## Provided material
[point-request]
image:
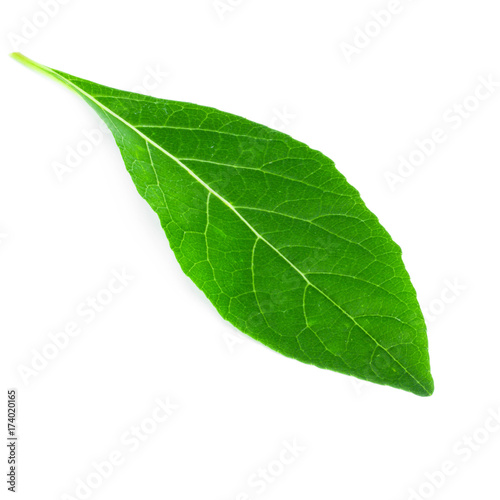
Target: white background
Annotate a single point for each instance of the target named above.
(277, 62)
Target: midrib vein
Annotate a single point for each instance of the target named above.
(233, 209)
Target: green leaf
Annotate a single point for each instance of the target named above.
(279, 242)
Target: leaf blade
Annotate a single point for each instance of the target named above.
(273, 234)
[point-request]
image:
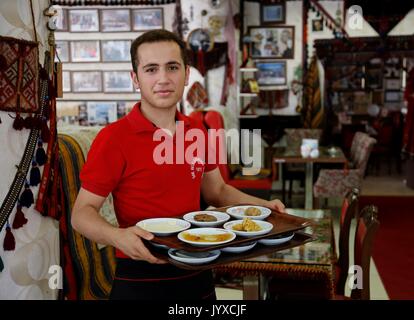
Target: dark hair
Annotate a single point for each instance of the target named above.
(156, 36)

...

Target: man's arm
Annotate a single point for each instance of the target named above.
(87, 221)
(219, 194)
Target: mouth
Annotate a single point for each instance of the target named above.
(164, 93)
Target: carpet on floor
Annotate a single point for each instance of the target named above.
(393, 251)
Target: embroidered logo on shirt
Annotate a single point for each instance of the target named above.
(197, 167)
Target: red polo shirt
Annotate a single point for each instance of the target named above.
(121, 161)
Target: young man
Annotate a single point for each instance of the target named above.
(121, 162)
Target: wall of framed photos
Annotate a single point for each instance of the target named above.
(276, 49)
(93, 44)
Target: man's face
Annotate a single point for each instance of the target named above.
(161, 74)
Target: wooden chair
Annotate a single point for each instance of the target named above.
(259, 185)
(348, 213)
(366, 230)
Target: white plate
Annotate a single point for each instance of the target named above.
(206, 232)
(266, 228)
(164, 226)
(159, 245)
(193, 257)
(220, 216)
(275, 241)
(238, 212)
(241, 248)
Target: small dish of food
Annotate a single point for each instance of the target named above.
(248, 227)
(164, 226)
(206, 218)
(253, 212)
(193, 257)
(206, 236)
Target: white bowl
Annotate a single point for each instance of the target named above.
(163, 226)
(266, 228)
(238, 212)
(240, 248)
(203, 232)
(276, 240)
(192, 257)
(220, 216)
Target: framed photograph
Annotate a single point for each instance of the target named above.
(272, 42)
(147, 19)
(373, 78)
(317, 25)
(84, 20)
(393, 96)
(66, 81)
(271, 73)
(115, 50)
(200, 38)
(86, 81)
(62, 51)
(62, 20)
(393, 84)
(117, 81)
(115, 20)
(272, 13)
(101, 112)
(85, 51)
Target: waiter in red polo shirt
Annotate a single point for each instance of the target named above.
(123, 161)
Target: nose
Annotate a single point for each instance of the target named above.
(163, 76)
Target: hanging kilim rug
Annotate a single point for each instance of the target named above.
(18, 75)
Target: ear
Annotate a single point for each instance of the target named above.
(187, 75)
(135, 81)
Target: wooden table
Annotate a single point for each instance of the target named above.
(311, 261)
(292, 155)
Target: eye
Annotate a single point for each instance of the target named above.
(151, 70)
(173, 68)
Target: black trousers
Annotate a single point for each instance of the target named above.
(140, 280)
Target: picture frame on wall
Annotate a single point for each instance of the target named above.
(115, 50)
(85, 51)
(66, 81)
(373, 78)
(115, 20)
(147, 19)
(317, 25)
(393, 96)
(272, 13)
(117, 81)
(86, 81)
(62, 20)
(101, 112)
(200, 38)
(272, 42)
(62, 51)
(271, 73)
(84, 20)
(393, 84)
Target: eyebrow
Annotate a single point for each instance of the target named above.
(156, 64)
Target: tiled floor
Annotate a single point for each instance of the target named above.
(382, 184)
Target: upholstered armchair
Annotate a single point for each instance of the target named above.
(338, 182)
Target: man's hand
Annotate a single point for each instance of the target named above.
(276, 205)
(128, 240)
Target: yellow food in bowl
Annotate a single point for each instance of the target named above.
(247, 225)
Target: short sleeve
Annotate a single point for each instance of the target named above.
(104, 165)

## What the task asks
Report each line of the records above that contains the word "bowl", reproducing every such line in full.

## Reply to the exercise
Target: white bowl
Target: yellow food in bowl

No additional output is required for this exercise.